> [WORK INSTRUCTIONS]:
Which lines in the items below contain the string "wall", with case counting? Locate each one and copy the whole line.

Shape annotation entries:
┄┄┄┄┄┄┄┄┄┄┄┄┄┄┄┄┄┄┄┄

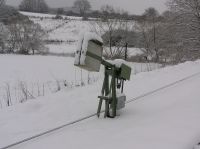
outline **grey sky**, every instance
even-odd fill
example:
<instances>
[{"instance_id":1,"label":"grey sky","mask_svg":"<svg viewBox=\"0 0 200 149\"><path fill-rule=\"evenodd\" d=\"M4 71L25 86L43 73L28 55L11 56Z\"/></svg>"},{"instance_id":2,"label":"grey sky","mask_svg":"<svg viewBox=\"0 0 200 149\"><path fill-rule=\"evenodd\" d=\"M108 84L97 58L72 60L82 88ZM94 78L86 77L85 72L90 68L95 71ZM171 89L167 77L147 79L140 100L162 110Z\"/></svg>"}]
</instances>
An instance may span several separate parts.
<instances>
[{"instance_id":1,"label":"grey sky","mask_svg":"<svg viewBox=\"0 0 200 149\"><path fill-rule=\"evenodd\" d=\"M46 0L50 7L69 7L75 0ZM102 5L109 4L116 8L122 8L131 14L141 14L148 7L155 7L159 12L166 10L167 0L89 0L93 9L99 9ZM7 0L10 5L17 6L21 0Z\"/></svg>"}]
</instances>

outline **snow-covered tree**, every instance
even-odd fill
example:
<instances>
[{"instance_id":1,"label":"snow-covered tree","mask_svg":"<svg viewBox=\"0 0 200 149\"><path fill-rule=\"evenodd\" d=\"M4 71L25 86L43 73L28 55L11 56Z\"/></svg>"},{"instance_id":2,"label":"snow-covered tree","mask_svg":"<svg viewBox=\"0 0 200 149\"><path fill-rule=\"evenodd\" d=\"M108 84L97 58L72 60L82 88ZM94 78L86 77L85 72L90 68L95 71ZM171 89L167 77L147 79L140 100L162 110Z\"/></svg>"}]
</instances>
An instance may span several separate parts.
<instances>
[{"instance_id":1,"label":"snow-covered tree","mask_svg":"<svg viewBox=\"0 0 200 149\"><path fill-rule=\"evenodd\" d=\"M91 9L90 2L88 0L76 0L74 2L74 8L76 8L79 14L84 18L87 11Z\"/></svg>"},{"instance_id":2,"label":"snow-covered tree","mask_svg":"<svg viewBox=\"0 0 200 149\"><path fill-rule=\"evenodd\" d=\"M0 7L5 5L5 0L0 0Z\"/></svg>"},{"instance_id":3,"label":"snow-covered tree","mask_svg":"<svg viewBox=\"0 0 200 149\"><path fill-rule=\"evenodd\" d=\"M200 51L200 0L169 0L185 47ZM200 54L200 52L199 52Z\"/></svg>"},{"instance_id":4,"label":"snow-covered tree","mask_svg":"<svg viewBox=\"0 0 200 149\"><path fill-rule=\"evenodd\" d=\"M19 9L29 12L48 12L48 5L45 0L23 0L19 5Z\"/></svg>"}]
</instances>

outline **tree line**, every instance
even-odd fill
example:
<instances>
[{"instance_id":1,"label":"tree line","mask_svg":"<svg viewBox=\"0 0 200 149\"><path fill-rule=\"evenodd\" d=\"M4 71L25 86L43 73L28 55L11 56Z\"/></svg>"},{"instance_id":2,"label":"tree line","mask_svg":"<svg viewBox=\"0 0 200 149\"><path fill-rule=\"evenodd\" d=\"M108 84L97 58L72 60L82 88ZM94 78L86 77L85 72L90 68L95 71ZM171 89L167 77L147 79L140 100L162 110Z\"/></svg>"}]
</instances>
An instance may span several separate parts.
<instances>
[{"instance_id":1,"label":"tree line","mask_svg":"<svg viewBox=\"0 0 200 149\"><path fill-rule=\"evenodd\" d=\"M140 48L143 54L132 61L177 64L200 58L200 0L168 0L168 10L155 8L130 20L112 6L93 25L103 32L106 57L123 58L124 47Z\"/></svg>"},{"instance_id":2,"label":"tree line","mask_svg":"<svg viewBox=\"0 0 200 149\"><path fill-rule=\"evenodd\" d=\"M39 24L0 0L0 53L45 54L45 37Z\"/></svg>"}]
</instances>

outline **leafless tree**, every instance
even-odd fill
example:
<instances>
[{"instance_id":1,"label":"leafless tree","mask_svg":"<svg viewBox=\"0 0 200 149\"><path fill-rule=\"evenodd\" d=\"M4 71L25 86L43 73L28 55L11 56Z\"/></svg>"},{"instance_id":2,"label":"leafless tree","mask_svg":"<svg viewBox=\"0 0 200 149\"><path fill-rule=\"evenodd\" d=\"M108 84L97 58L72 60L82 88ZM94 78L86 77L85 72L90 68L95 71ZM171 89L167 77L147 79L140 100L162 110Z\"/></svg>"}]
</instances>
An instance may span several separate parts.
<instances>
[{"instance_id":1,"label":"leafless tree","mask_svg":"<svg viewBox=\"0 0 200 149\"><path fill-rule=\"evenodd\" d=\"M5 0L0 0L0 7L5 5Z\"/></svg>"},{"instance_id":2,"label":"leafless tree","mask_svg":"<svg viewBox=\"0 0 200 149\"><path fill-rule=\"evenodd\" d=\"M8 26L8 52L19 54L44 54L46 33L38 24L29 21L14 22Z\"/></svg>"},{"instance_id":3,"label":"leafless tree","mask_svg":"<svg viewBox=\"0 0 200 149\"><path fill-rule=\"evenodd\" d=\"M200 0L169 0L176 33L182 40L182 61L200 57Z\"/></svg>"},{"instance_id":4,"label":"leafless tree","mask_svg":"<svg viewBox=\"0 0 200 149\"><path fill-rule=\"evenodd\" d=\"M88 0L76 0L74 2L74 8L76 8L83 19L85 19L87 11L91 9L91 5Z\"/></svg>"},{"instance_id":5,"label":"leafless tree","mask_svg":"<svg viewBox=\"0 0 200 149\"><path fill-rule=\"evenodd\" d=\"M45 0L23 0L19 5L22 11L30 12L48 12L48 5Z\"/></svg>"},{"instance_id":6,"label":"leafless tree","mask_svg":"<svg viewBox=\"0 0 200 149\"><path fill-rule=\"evenodd\" d=\"M140 33L140 46L144 49L146 59L154 59L155 62L160 61L160 27L159 13L154 8L145 10L141 18L136 22L136 29Z\"/></svg>"}]
</instances>

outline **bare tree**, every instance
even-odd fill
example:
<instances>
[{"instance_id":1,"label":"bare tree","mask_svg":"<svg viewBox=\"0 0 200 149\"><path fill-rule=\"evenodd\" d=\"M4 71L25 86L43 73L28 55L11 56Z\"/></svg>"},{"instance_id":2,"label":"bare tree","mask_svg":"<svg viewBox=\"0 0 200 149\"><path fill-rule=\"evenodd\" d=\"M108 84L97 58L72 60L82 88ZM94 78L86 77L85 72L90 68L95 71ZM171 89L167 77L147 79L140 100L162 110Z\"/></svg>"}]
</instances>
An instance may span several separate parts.
<instances>
[{"instance_id":1,"label":"bare tree","mask_svg":"<svg viewBox=\"0 0 200 149\"><path fill-rule=\"evenodd\" d=\"M0 7L5 5L5 0L0 0Z\"/></svg>"},{"instance_id":2,"label":"bare tree","mask_svg":"<svg viewBox=\"0 0 200 149\"><path fill-rule=\"evenodd\" d=\"M136 28L140 32L140 45L146 54L146 60L154 59L155 62L160 61L160 27L159 13L154 8L145 10L142 17L137 21Z\"/></svg>"},{"instance_id":3,"label":"bare tree","mask_svg":"<svg viewBox=\"0 0 200 149\"><path fill-rule=\"evenodd\" d=\"M175 14L174 23L182 39L184 60L200 57L200 0L169 0L171 12ZM181 33L180 33L181 32Z\"/></svg>"},{"instance_id":4,"label":"bare tree","mask_svg":"<svg viewBox=\"0 0 200 149\"><path fill-rule=\"evenodd\" d=\"M48 5L45 0L23 0L19 5L21 11L48 12Z\"/></svg>"},{"instance_id":5,"label":"bare tree","mask_svg":"<svg viewBox=\"0 0 200 149\"><path fill-rule=\"evenodd\" d=\"M103 37L104 56L108 59L124 58L124 47L132 23L122 15L126 12L116 10L110 5L103 6L100 13L98 20L91 22L91 26L93 31Z\"/></svg>"},{"instance_id":6,"label":"bare tree","mask_svg":"<svg viewBox=\"0 0 200 149\"><path fill-rule=\"evenodd\" d=\"M20 21L8 26L10 30L8 49L9 53L35 54L46 53L44 37L46 33L38 24Z\"/></svg>"},{"instance_id":7,"label":"bare tree","mask_svg":"<svg viewBox=\"0 0 200 149\"><path fill-rule=\"evenodd\" d=\"M76 8L83 19L85 19L87 11L91 9L91 5L88 0L76 0L74 2L74 8Z\"/></svg>"}]
</instances>

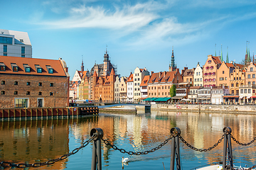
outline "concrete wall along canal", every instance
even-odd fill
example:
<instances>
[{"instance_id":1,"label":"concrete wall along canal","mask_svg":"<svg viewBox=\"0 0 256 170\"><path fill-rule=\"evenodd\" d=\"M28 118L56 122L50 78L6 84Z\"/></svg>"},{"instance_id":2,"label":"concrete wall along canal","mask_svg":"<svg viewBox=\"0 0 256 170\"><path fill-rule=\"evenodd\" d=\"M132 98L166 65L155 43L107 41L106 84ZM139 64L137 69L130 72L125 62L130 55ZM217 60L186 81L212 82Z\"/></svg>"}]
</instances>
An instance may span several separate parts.
<instances>
[{"instance_id":1,"label":"concrete wall along canal","mask_svg":"<svg viewBox=\"0 0 256 170\"><path fill-rule=\"evenodd\" d=\"M97 115L97 107L0 108L0 120L40 119Z\"/></svg>"}]
</instances>

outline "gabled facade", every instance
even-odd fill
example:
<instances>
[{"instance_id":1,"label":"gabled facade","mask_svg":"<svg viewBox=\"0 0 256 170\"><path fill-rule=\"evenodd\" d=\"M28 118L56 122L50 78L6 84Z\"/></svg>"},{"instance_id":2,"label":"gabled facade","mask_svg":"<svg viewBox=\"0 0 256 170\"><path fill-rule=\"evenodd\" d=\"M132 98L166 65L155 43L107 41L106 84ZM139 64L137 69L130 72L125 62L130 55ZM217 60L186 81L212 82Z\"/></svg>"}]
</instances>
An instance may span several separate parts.
<instances>
[{"instance_id":1,"label":"gabled facade","mask_svg":"<svg viewBox=\"0 0 256 170\"><path fill-rule=\"evenodd\" d=\"M66 107L69 77L65 62L0 56L0 108Z\"/></svg>"},{"instance_id":2,"label":"gabled facade","mask_svg":"<svg viewBox=\"0 0 256 170\"><path fill-rule=\"evenodd\" d=\"M203 86L217 86L217 70L221 64L219 57L208 55L206 64L203 66Z\"/></svg>"},{"instance_id":3,"label":"gabled facade","mask_svg":"<svg viewBox=\"0 0 256 170\"><path fill-rule=\"evenodd\" d=\"M114 82L116 75L114 69L110 76L98 76L96 72L92 76L92 101L95 102L113 102L114 101Z\"/></svg>"},{"instance_id":4,"label":"gabled facade","mask_svg":"<svg viewBox=\"0 0 256 170\"><path fill-rule=\"evenodd\" d=\"M239 86L245 84L245 71L242 64L235 64L235 69L230 73L230 93L231 95L239 95Z\"/></svg>"},{"instance_id":5,"label":"gabled facade","mask_svg":"<svg viewBox=\"0 0 256 170\"><path fill-rule=\"evenodd\" d=\"M134 69L134 73L133 75L134 79L134 101L139 101L142 98L142 94L140 93L140 84L142 80L146 75L149 75L149 71L144 69L139 69L138 67Z\"/></svg>"},{"instance_id":6,"label":"gabled facade","mask_svg":"<svg viewBox=\"0 0 256 170\"><path fill-rule=\"evenodd\" d=\"M193 86L203 86L203 68L200 67L199 62L197 64L193 74Z\"/></svg>"},{"instance_id":7,"label":"gabled facade","mask_svg":"<svg viewBox=\"0 0 256 170\"><path fill-rule=\"evenodd\" d=\"M150 75L144 76L140 86L140 91L142 94L142 100L145 99L148 97L147 91L147 83L150 79Z\"/></svg>"},{"instance_id":8,"label":"gabled facade","mask_svg":"<svg viewBox=\"0 0 256 170\"><path fill-rule=\"evenodd\" d=\"M27 33L0 29L0 56L32 58L32 45Z\"/></svg>"},{"instance_id":9,"label":"gabled facade","mask_svg":"<svg viewBox=\"0 0 256 170\"><path fill-rule=\"evenodd\" d=\"M134 81L133 81L133 74L131 72L130 75L127 79L127 101L132 103L134 101Z\"/></svg>"},{"instance_id":10,"label":"gabled facade","mask_svg":"<svg viewBox=\"0 0 256 170\"><path fill-rule=\"evenodd\" d=\"M235 66L232 63L221 63L217 69L217 86L229 86L230 81L230 74L235 69Z\"/></svg>"},{"instance_id":11,"label":"gabled facade","mask_svg":"<svg viewBox=\"0 0 256 170\"><path fill-rule=\"evenodd\" d=\"M119 84L120 84L120 78L117 76L116 81L114 82L114 101L120 101L120 92L119 92Z\"/></svg>"},{"instance_id":12,"label":"gabled facade","mask_svg":"<svg viewBox=\"0 0 256 170\"><path fill-rule=\"evenodd\" d=\"M189 86L193 86L193 74L195 68L188 69L188 67L184 67L184 69L181 70L181 76L183 82L187 82Z\"/></svg>"},{"instance_id":13,"label":"gabled facade","mask_svg":"<svg viewBox=\"0 0 256 170\"><path fill-rule=\"evenodd\" d=\"M148 81L148 97L170 97L170 88L171 86L182 81L182 76L178 69L173 72L157 73L151 72Z\"/></svg>"}]
</instances>

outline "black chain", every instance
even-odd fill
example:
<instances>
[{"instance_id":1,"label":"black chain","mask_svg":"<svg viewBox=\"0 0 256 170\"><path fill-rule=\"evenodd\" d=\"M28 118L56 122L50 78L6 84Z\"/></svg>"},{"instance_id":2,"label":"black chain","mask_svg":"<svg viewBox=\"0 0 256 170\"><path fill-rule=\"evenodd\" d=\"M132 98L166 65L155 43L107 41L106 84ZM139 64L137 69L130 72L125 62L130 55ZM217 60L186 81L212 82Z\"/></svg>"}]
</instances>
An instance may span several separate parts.
<instances>
[{"instance_id":1,"label":"black chain","mask_svg":"<svg viewBox=\"0 0 256 170\"><path fill-rule=\"evenodd\" d=\"M89 139L88 140L83 142L80 147L75 148L72 152L69 152L68 154L63 154L63 156L61 156L60 157L57 158L57 159L50 159L50 160L48 160L48 161L44 162L37 162L37 163L34 163L34 164L13 164L9 162L1 162L0 167L1 166L2 166L2 167L16 167L16 168L40 167L40 166L44 166L44 165L53 164L56 162L63 160L63 159L68 158L69 156L76 154L80 149L86 147L96 137L97 137L97 135L95 135L94 134L91 137L90 139Z\"/></svg>"},{"instance_id":2,"label":"black chain","mask_svg":"<svg viewBox=\"0 0 256 170\"><path fill-rule=\"evenodd\" d=\"M153 148L151 150L148 150L148 151L144 151L144 152L132 152L132 151L126 151L124 149L119 149L118 148L116 145L114 144L112 144L110 142L108 142L107 140L104 140L102 139L104 143L106 145L109 145L112 148L113 148L114 150L119 150L121 153L127 153L129 155L133 155L133 154L136 154L136 155L141 155L141 154L147 154L149 153L151 153L154 152L158 149L159 149L160 148L161 148L164 144L166 144L166 143L168 143L168 142L173 137L172 135L170 136L170 137L169 137L167 140L164 140L164 142L162 142L161 144L160 144L158 147L156 147L155 148Z\"/></svg>"},{"instance_id":3,"label":"black chain","mask_svg":"<svg viewBox=\"0 0 256 170\"><path fill-rule=\"evenodd\" d=\"M213 146L212 146L212 147L209 147L208 149L198 149L196 147L194 147L193 146L192 146L189 143L188 143L183 138L182 138L182 137L181 135L178 135L178 137L180 138L180 140L181 140L182 142L183 142L186 145L187 145L191 149L193 149L195 151L207 152L207 151L210 151L211 149L213 149L213 148L217 147L218 144L219 143L220 143L222 142L222 140L224 139L224 135L223 135L222 137Z\"/></svg>"},{"instance_id":4,"label":"black chain","mask_svg":"<svg viewBox=\"0 0 256 170\"><path fill-rule=\"evenodd\" d=\"M253 143L255 140L256 140L256 137L253 137L253 140L251 140L249 143L241 143L238 140L237 140L231 134L230 134L230 137L231 138L238 144L240 145L242 145L242 146L247 146L247 145L250 145L252 143Z\"/></svg>"}]
</instances>

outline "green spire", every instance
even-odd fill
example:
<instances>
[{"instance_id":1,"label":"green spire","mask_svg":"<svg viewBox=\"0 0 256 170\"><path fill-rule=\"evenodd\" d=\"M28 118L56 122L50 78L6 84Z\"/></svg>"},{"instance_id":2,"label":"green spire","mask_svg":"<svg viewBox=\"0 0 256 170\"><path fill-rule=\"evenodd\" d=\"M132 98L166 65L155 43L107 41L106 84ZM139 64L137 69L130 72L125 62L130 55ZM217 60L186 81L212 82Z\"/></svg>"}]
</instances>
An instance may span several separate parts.
<instances>
[{"instance_id":1,"label":"green spire","mask_svg":"<svg viewBox=\"0 0 256 170\"><path fill-rule=\"evenodd\" d=\"M227 59L226 59L226 63L229 63L229 61L228 61L228 47L227 47Z\"/></svg>"},{"instance_id":2,"label":"green spire","mask_svg":"<svg viewBox=\"0 0 256 170\"><path fill-rule=\"evenodd\" d=\"M216 55L216 44L215 44L215 57L216 57L217 55Z\"/></svg>"},{"instance_id":3,"label":"green spire","mask_svg":"<svg viewBox=\"0 0 256 170\"><path fill-rule=\"evenodd\" d=\"M220 55L220 60L221 62L223 61L223 55L222 55L222 45L221 45L221 55Z\"/></svg>"}]
</instances>

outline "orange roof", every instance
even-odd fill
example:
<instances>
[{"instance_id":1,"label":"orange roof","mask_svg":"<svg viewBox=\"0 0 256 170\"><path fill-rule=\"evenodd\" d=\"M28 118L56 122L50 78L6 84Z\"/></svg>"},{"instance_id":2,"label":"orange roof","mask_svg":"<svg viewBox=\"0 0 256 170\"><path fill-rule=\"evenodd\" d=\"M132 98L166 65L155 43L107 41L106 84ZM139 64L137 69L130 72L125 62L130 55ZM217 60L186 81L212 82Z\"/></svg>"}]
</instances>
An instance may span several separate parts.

┄┄┄┄┄┄┄┄┄┄┄┄┄┄┄┄┄┄┄┄

> [ANSWER TO THIS EXERCISE]:
outline "concrete wall along canal", every instance
[{"instance_id":1,"label":"concrete wall along canal","mask_svg":"<svg viewBox=\"0 0 256 170\"><path fill-rule=\"evenodd\" d=\"M28 118L56 122L50 78L6 84Z\"/></svg>"},{"instance_id":2,"label":"concrete wall along canal","mask_svg":"<svg viewBox=\"0 0 256 170\"><path fill-rule=\"evenodd\" d=\"M132 98L166 65L155 43L107 41L106 84ZM139 64L137 69L130 72L125 62L130 55ZM217 60L186 81L212 82Z\"/></svg>"}]
[{"instance_id":1,"label":"concrete wall along canal","mask_svg":"<svg viewBox=\"0 0 256 170\"><path fill-rule=\"evenodd\" d=\"M97 115L97 107L0 108L0 120L40 119Z\"/></svg>"}]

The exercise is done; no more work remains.